(Items from a data source)
+--
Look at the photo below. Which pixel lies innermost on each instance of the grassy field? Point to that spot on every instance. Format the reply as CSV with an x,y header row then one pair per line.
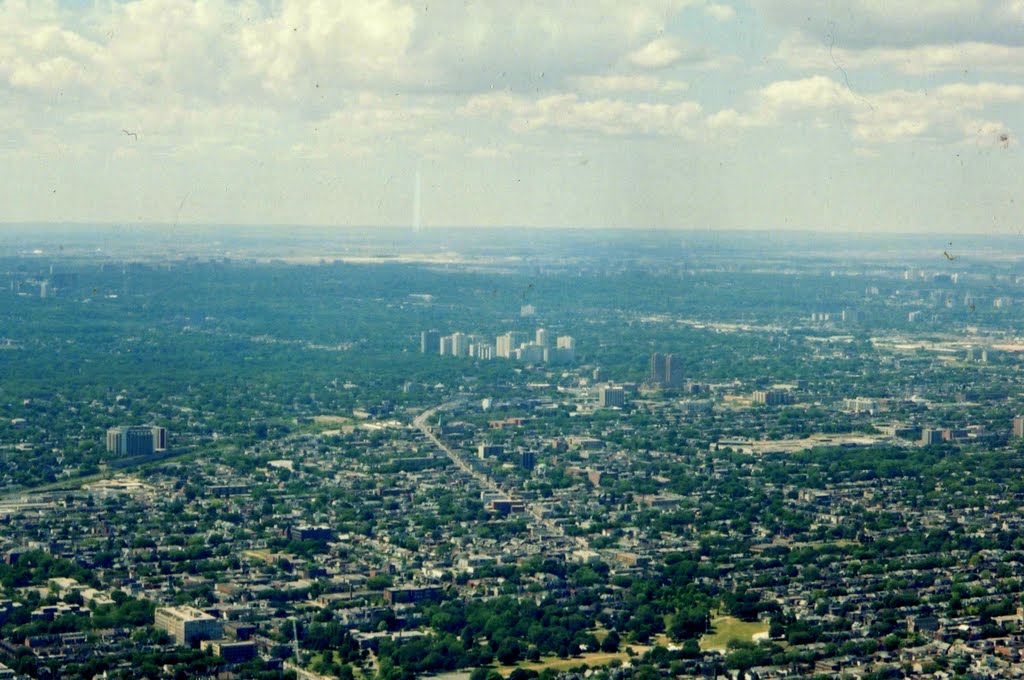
x,y
726,629
592,659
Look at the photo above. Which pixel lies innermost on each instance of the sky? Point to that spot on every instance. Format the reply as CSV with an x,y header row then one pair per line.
x,y
845,116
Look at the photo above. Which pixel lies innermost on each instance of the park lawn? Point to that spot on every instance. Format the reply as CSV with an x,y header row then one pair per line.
x,y
726,629
592,659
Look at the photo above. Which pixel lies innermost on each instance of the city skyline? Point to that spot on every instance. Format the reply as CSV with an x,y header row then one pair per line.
x,y
691,115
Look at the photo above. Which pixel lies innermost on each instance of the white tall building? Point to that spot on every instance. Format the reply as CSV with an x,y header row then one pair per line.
x,y
460,344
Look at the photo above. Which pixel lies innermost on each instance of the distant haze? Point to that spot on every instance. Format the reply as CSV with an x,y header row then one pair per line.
x,y
796,115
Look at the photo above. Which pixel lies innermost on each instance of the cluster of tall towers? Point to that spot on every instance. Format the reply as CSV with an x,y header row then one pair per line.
x,y
666,370
541,347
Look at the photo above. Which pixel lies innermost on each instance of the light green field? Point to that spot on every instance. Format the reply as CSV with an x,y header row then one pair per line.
x,y
726,629
592,659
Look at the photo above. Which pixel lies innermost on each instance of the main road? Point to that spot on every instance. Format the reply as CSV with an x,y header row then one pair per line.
x,y
534,510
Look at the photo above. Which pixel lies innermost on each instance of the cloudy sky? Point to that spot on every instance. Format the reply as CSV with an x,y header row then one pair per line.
x,y
825,115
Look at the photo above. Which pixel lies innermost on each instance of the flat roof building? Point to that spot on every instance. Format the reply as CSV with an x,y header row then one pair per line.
x,y
187,625
136,440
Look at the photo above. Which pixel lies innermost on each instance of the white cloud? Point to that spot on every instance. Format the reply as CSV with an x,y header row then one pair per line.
x,y
657,53
862,24
631,83
799,52
604,116
943,113
720,12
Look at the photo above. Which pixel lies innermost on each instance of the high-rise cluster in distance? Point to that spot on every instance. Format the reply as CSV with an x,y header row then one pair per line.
x,y
136,440
666,370
517,345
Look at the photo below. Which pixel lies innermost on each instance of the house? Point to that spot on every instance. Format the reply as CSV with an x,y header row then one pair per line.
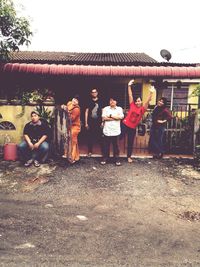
+--
To do:
Retype the records above exactly, pictures omitted.

Response area:
Look at the photo below. Which pixel lies innermost on each instance of the grassy field? Point to that spot on every instance. Format the reply as CSV with an x,y header row then one pair per line.
x,y
726,629
592,659
Look at the photo above. Which pixel lies innermost on each instance of the sky? Point to that spot on every instance. Format the reply as CSV with an x,y header row then one pair per line.
x,y
845,116
Look at the photo above. Which pixel lies innermost on each instance of the park lawn? Point to that spot on every instance. Format the reply as CSV with an x,y header row then one pair per line.
x,y
726,629
592,659
Look at the photo above. Which pixel lies innermost on each instance of the city skyline? Point to that spot on every instance. Format the reply as CSV with an x,y header row then one pair per line.
x,y
691,115
Look at the photo above. Which pixel lies innermost on each instance of the white tall building? Point to that spot on every instance. Format the reply as CSV with an x,y header row then one pair per line.
x,y
460,344
Look at the photo above. Which pixel lies innermost on each instance of the distant haze? Point to that spot on every instance. Format the reply as CSV with an x,y header row then one pair per line.
x,y
796,115
Look at the photo above. Which pixel lies innermost on each instance of the cluster of tall towers? Point to that spot on every instance. Format the reply as CSV with an x,y header row then one pair per line.
x,y
666,370
541,347
Look at the photo above. Which pixel lies innermost on each instance of the light green field? Point to that spot on every instance. Format the reply as CSV with an x,y header row then one pair per line.
x,y
726,629
592,659
Look at the photo above. Which pixel lies innermost on each instance of the main road? Point to that spot on every instance. Format the reply as CSV with an x,y header row then one pair per line.
x,y
534,510
Look at the photo above. Which pixel lies innermost on each instance of the cloudy sky? Point to that spot on every instance. Format the reply as CSV with an x,y header row then one pair per line.
x,y
825,115
Look at the photo above. Which pixel lies innermost on each instance of the flat roof building? Point to that spot on every instance. Format the reply as CSV with an x,y header row then one pair per line.
x,y
187,625
136,440
Look at the photo above. Which pixel lies innermost on each instance of the white cloud? Point to that spot on every instance. Format the reply as CSV with an x,y header row then one pair per line.
x,y
657,53
862,24
631,83
799,52
604,116
943,113
720,12
Look at the photo above. Which pixel lies innermost on each instance of the high-rise cluster in distance? Point to that spot on every instance. Format the reply as CSV with an x,y header row then one pair per line.
x,y
136,440
666,370
517,345
Look at the photo below. Which pixel lies innermost on each instance of the house? Point to that spot on every instance. Format the reply as CSV with an x,y header row then one pair per line.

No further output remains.